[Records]
....

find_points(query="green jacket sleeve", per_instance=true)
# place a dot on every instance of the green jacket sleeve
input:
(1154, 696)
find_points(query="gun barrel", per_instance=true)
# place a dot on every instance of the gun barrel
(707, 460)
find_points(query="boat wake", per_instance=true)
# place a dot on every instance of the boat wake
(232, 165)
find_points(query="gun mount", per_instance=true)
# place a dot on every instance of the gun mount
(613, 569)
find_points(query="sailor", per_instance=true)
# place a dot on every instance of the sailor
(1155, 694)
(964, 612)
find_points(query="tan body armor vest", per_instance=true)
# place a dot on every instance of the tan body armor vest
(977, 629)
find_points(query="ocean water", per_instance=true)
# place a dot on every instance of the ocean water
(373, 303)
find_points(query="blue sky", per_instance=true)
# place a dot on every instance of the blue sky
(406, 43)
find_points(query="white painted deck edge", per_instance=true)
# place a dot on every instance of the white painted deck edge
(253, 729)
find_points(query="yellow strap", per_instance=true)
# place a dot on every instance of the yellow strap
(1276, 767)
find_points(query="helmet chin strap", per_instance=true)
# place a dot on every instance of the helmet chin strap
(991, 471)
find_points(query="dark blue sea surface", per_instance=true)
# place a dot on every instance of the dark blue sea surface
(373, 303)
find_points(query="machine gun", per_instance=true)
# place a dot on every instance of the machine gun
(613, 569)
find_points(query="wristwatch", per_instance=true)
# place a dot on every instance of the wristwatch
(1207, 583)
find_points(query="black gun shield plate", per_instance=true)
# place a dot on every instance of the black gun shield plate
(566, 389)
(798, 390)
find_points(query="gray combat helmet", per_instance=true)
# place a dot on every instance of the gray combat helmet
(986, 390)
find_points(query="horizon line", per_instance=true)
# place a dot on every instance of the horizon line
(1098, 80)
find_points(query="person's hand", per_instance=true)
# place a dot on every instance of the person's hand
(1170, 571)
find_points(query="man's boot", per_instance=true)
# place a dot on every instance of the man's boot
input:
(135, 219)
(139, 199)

....

**Your objective**
Gather every line of the entries above that contains the word "armor", and copy each one out.

**Answer**
find_points(query="tan body armor vest", per_instance=true)
# place a dot on every instance of the tan body armor vest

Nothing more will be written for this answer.